START
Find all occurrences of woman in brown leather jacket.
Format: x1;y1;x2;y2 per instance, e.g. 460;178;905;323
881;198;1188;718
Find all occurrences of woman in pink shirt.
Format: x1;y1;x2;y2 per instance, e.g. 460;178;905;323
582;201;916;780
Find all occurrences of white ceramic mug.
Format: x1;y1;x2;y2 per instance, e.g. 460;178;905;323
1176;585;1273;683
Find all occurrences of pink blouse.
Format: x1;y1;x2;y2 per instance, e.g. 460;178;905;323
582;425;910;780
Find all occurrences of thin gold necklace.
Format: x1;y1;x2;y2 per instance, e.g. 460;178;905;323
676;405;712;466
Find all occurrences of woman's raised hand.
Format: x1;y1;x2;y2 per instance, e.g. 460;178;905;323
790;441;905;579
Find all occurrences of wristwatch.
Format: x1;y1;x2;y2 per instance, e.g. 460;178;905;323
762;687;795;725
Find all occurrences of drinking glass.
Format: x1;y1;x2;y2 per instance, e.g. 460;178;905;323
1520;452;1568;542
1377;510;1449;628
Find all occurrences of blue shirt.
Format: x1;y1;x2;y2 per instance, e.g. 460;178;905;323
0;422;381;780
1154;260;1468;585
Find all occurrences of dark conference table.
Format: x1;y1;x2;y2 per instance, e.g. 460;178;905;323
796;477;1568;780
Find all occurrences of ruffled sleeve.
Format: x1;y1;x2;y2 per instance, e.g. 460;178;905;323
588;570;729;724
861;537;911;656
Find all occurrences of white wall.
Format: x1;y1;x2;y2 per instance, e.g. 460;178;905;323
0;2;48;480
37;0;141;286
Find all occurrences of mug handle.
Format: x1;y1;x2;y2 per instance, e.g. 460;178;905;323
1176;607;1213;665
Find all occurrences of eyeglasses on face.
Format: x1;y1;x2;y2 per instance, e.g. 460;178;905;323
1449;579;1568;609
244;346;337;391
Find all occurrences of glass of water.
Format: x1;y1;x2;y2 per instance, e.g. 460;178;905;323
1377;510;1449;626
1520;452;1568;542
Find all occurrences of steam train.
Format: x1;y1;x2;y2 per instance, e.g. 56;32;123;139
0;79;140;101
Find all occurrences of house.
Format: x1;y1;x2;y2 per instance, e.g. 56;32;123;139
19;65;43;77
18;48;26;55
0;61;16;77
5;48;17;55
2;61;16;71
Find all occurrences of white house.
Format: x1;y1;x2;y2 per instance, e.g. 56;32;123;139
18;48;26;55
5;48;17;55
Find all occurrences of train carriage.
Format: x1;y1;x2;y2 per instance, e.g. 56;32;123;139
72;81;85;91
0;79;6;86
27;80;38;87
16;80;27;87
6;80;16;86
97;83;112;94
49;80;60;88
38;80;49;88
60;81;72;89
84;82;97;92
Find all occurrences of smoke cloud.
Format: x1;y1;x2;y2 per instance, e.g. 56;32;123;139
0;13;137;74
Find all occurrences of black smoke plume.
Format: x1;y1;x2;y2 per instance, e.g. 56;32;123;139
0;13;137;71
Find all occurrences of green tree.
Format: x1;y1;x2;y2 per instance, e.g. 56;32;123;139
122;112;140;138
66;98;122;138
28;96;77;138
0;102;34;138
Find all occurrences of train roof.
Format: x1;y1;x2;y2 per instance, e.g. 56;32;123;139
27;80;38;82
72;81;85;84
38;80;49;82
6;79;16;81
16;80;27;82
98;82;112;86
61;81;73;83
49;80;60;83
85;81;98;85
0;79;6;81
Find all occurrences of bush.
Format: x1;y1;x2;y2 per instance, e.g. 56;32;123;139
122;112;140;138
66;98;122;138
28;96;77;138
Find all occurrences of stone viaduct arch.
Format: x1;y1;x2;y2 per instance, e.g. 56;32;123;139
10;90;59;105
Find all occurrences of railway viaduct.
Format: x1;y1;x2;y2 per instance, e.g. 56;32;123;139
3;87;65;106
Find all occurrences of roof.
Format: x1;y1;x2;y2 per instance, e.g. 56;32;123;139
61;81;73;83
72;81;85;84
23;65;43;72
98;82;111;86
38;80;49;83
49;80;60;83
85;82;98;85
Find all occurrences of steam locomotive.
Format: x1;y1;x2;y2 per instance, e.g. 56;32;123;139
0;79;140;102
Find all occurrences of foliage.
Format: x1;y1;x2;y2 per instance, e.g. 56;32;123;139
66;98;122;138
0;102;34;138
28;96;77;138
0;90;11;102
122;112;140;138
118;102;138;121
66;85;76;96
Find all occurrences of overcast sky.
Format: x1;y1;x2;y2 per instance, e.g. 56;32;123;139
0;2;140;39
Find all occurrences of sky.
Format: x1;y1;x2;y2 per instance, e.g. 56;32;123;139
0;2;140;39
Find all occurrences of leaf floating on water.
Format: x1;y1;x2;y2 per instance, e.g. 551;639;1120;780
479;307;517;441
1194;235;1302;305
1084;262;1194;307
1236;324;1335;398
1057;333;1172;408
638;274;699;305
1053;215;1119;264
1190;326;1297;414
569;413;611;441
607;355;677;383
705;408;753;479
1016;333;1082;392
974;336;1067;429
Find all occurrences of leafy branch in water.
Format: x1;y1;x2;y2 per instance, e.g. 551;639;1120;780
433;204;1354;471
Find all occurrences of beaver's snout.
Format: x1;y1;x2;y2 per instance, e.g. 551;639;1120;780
END
> DO THIS
Reproduce every entry above line for line, without changing a single character.

> OUTPUT
Find all occurrences of woman in brown leather jacket.
Format: x1;y1;x2;y2 per instance, e.g. 460;178;905;323
881;198;1188;718
Find all occurrences of woman in pink shirt.
Format: x1;y1;x2;y2 per instance, e.g. 460;178;905;323
582;201;916;780
Find all occurrences of white ceramic mug.
Format: x1;y1;x2;y2 per instance, e.g. 460;178;905;323
1176;585;1273;683
Find all occurrences of pink blouse.
Format: x1;y1;x2;y2 per instance, e.g. 460;178;905;323
582;425;910;780
Find all occurrences of thin gold necklace.
Format: x1;y1;x2;y2 per instance, e.g. 460;178;905;323
676;405;712;466
Find all occurrences of woman's raised hand.
Format: x1;y1;x2;y2 per instance, e.g. 460;178;905;323
790;441;905;579
Find all occurrences of wristwatch.
Format: x1;y1;x2;y2 per instance, e.g. 460;178;905;323
762;687;795;725
Find all occurrences of drinking glass.
Format: x1;y1;x2;y2 per instance, e.g. 460;178;905;323
1520;452;1568;542
1377;510;1449;628
Find all occurrences of blue shirt.
Format: x1;y1;x2;y2 per instance, e.g. 460;178;905;323
0;422;381;780
1154;260;1468;585
Find all occurrences of dark conference table.
Format: x1;y1;x2;y2 per instance, e.g. 460;178;905;323
796;477;1568;780
Find all occurrences of ruffled sleeve.
Format: x1;y1;x2;y2 per instance, e.g. 460;178;905;323
588;570;729;724
861;537;911;656
Find all occurrences of white wall.
Format: x1;y1;x2;y2 per instance, e.g. 460;178;905;323
0;2;48;480
37;0;141;286
Find all occurrences of mug handle.
Format: x1;y1;x2;y2 per instance, e.g. 460;178;905;323
1176;607;1213;665
Find all occurrences of eyeglasses on face.
Format: x1;y1;x2;y2 per instance, e.g. 460;178;905;323
1449;579;1568;609
244;346;337;391
Find all occurrences of glass of water.
Format: x1;y1;x2;y2 per instance, e.g. 460;178;905;323
1377;510;1449;626
1520;452;1568;542
Find all occurrences of steam train.
Format: x1;y1;x2;y2 per instance, e.g. 56;32;123;139
0;79;140;101
Find all occurrences of house.
Format: x1;y1;x2;y2 per instance, e.g. 56;32;123;139
19;65;43;77
18;48;26;55
0;61;16;77
5;48;17;55
2;61;16;71
Find all occurrences of white house.
Format: x1;y1;x2;y2 per instance, e.g. 56;32;123;139
18;48;26;55
5;48;17;55
Find all occurrences of train carriage.
Format: x1;y1;x2;y2 per instance, e.g. 56;32;123;139
72;81;85;91
0;79;6;86
27;80;38;87
16;80;27;87
6;80;16;86
97;83;112;94
49;80;60;88
38;80;49;88
60;81;72;89
84;82;97;92
Find all occurrences of smoke cloud.
Format: x1;y1;x2;y2 per instance, e.g. 56;32;123;139
0;13;137;74
Find all occurrences of black smoke plume.
Format: x1;y1;x2;y2 per instance, e.g. 56;32;123;139
0;13;137;71
Find all occurrences of green tree.
Format: x1;y1;x2;y2 per instance, e.g. 56;32;123;139
122;112;140;138
66;98;122;138
28;96;77;138
0;102;34;138
Find all occurrences of train roof.
Format: x1;y1;x2;y2 per instance, e.g. 56;32;123;139
27;80;38;82
72;81;85;84
38;80;49;82
6;79;16;81
16;80;27;82
98;82;112;86
61;81;73;83
49;80;60;83
85;81;98;85
0;79;6;81
Find all occurrences of bush.
Format: x1;y1;x2;y2 per instance, e.g. 56;32;123;139
122;112;140;138
66;98;122;138
28;96;77;138
Find all occurrences of stone viaduct arch.
Format: x1;y1;x2;y2 per instance, e.g. 56;32;123;139
10;90;59;105
Find all occurrences of railway viaduct.
Format: x1;y1;x2;y2 per instance, e.g. 56;32;123;139
3;87;65;106
Find all occurrences of roof.
Format: x1;y1;x2;y2 per instance, e.g. 56;32;123;139
61;81;73;83
72;81;85;84
23;65;43;72
98;82;111;86
38;80;49;83
49;80;60;83
85;82;98;85
Find all occurrences of steam locomotive.
Format: x1;y1;x2;y2 per instance, e.g. 56;32;123;139
0;79;140;102
Find all occurrences of foliage.
Format: x1;y1;x2;y2 per instance, e.g. 56;32;123;139
66;98;122;138
0;102;34;138
28;96;77;138
0;90;11;102
122;112;140;138
118;102;138;121
66;85;76;96
Find all occurrences of overcast sky.
Format: x1;y1;x2;y2 per instance, e.g. 56;32;123;139
0;2;140;39
Find all occurrences of sky.
Format: x1;y1;x2;y2 per instance, e.g. 56;32;123;139
0;2;140;39
Find all occurrences of leaf floating on water.
Format: x1;y1;x2;y2 per instance, e.g. 551;639;1120;780
479;307;517;441
1194;235;1302;305
1084;262;1194;307
1236;324;1335;398
1057;333;1172;408
638;274;699;305
1053;215;1119;264
1190;326;1297;414
569;413;611;441
607;355;677;383
705;408;753;479
1016;333;1082;392
974;336;1067;429
Find all occurrences of leafy branch in water.
Format: x1;y1;x2;y2 per instance, e.g. 551;639;1120;780
433;204;1354;471
Find all occurrences of beaver's snout.
Format: x1;y1;x2;y2 per instance, e.g. 551;639;1120;780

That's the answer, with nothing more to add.